*Task details:* All lines from the one with "Request query: overcast sky" through the last line of the data below should be copied exactly; please add nothing.

Referring expression grounding data:
━━━━━━━━━━━━━━━━━━━━
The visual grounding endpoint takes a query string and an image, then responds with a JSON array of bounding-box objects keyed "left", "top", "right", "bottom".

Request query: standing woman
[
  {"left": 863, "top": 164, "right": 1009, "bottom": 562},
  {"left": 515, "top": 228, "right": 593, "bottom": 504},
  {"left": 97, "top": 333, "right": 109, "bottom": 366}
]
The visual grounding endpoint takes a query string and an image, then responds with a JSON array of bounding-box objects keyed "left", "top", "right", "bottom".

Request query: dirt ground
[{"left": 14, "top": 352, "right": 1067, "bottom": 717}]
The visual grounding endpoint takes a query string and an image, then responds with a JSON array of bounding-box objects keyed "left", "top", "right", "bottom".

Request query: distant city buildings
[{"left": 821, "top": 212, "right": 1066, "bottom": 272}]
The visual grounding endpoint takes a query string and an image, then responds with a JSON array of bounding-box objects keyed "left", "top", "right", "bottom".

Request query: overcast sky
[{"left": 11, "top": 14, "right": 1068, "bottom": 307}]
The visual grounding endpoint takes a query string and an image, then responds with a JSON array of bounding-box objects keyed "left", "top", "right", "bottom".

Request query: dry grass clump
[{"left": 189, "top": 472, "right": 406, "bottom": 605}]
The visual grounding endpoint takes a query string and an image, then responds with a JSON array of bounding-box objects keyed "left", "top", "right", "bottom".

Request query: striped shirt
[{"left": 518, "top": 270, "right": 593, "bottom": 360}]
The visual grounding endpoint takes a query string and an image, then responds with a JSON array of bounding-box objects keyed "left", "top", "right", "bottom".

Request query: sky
━━━━━━━━━━━━━━━━━━━━
*Task answer:*
Request query: overcast sky
[{"left": 11, "top": 14, "right": 1068, "bottom": 307}]
The visual grounding endpoint takes a query string and an image, then responds with a JSON array of bounding-box objects keyed "left", "top", "right", "bottom".

Request query: dry grass clump
[{"left": 189, "top": 472, "right": 406, "bottom": 605}]
The visual grounding endpoint takes a query string and an image, then responds with a JSON array of bounding-box objects keyed "left", "top", "right", "bottom".

Request query: striped shirt
[{"left": 518, "top": 270, "right": 593, "bottom": 360}]
The visual grounding endpoint takes a query string and an image, then responds with a JSON array of bounding-box objects keyed "left", "top", "right", "bottom".

Request query: sky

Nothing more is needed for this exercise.